(DATASET RECORDS)

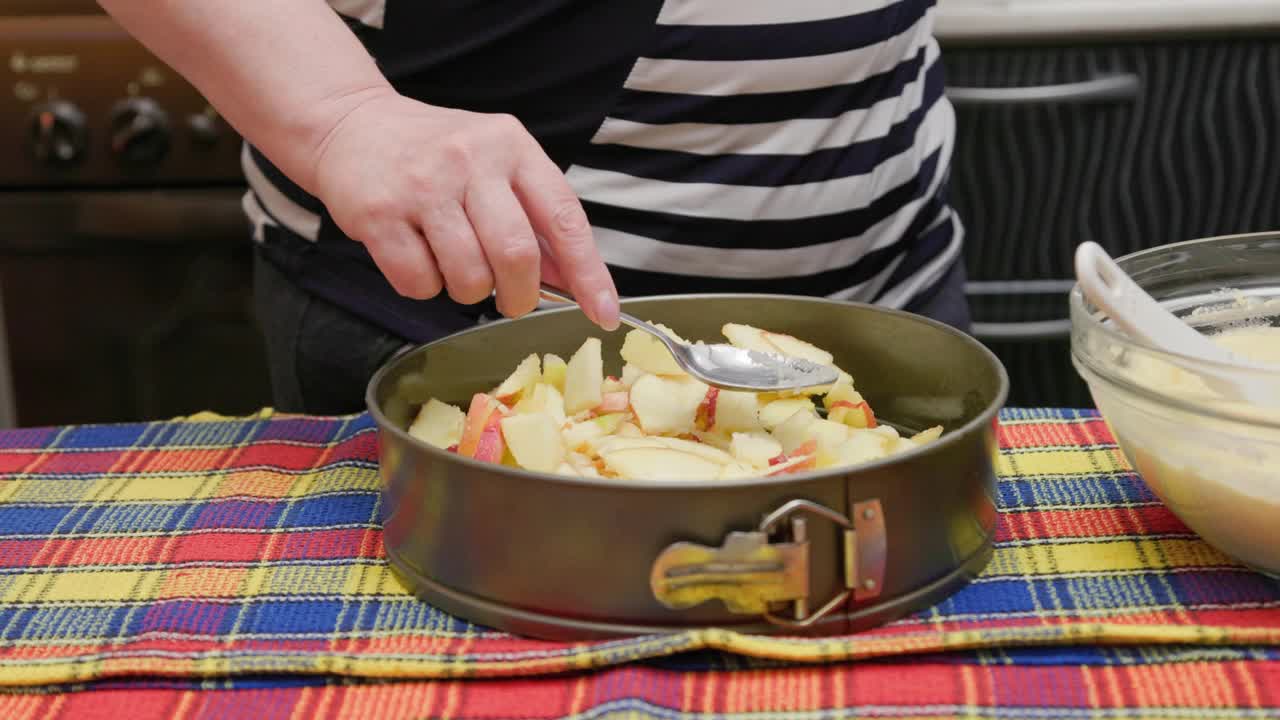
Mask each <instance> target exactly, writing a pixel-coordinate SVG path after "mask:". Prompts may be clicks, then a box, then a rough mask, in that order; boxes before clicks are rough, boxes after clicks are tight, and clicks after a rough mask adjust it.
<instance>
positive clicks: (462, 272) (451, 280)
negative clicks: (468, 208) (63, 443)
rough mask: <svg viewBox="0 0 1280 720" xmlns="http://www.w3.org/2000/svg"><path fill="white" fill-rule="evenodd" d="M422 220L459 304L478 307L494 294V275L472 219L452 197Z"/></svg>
mask: <svg viewBox="0 0 1280 720" xmlns="http://www.w3.org/2000/svg"><path fill="white" fill-rule="evenodd" d="M435 200H436V201H435V204H433V205H431V206H429V208H428V209H426V210H424V211H422V217H421V219H420V220H419V222H420V223H421V225H422V234H425V236H426V241H428V242H429V243H430V245H431V251H433V254H434V255H435V261H436V264H438V265H439V268H440V274H442V275H444V287H445V288H447V290H448V292H449V297H452V299H453V300H454V301H456V302H461V304H463V305H474V304H476V302H480V301H483V300H485V299H488V297H489V296H490V295H492V293H493V287H494V274H493V272H490V269H489V263H488V261H486V259H485V255H484V251H483V250H481V249H480V243H479V241H477V240H476V233H475V231H474V229H472V225H471V223H472V219H470V218H468V217H467V213H465V211H463V209H462V205H461V204H460V202H458V201H457V200H456V199H452V197H438V199H435Z"/></svg>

(End DATASET RECORDS)

## TASK REQUIREMENTS
Word for word, set down every record, keeping the images out.

## RESULT OF THIS EXERCISE
Mask each <instance> target exactly, writing a pixel-coordinate SVG path after "mask:". Prompts may be clicks, then a box, then a rough mask, in that order; boxes before clicks are rough, boxes after clicks are tight, and clicks after a rough mask adjust it.
<instance>
positive clicks: (462, 272) (451, 280)
negative clicks: (468, 208) (63, 443)
rough mask: <svg viewBox="0 0 1280 720" xmlns="http://www.w3.org/2000/svg"><path fill="white" fill-rule="evenodd" d="M422 220L459 304L478 307L494 294V275L472 219L452 197Z"/></svg>
mask: <svg viewBox="0 0 1280 720" xmlns="http://www.w3.org/2000/svg"><path fill="white" fill-rule="evenodd" d="M435 200H436V201H435V204H433V205H431V206H429V208H428V209H426V210H424V211H422V217H421V219H420V220H419V222H420V223H421V225H422V234H425V236H426V241H428V242H429V243H430V245H431V251H433V254H434V255H435V261H436V264H438V265H439V268H440V274H442V275H444V287H445V288H447V290H448V292H449V297H452V299H453V300H454V301H456V302H461V304H463V305H474V304H476V302H480V301H483V300H485V299H488V297H489V296H490V295H492V293H493V287H494V274H493V272H490V269H489V263H488V261H486V259H485V255H484V251H483V250H481V249H480V243H479V241H477V240H476V233H475V231H474V229H472V225H471V223H472V219H470V218H468V217H467V213H465V211H463V209H462V205H461V204H460V202H458V201H457V200H456V199H452V197H438V199H435Z"/></svg>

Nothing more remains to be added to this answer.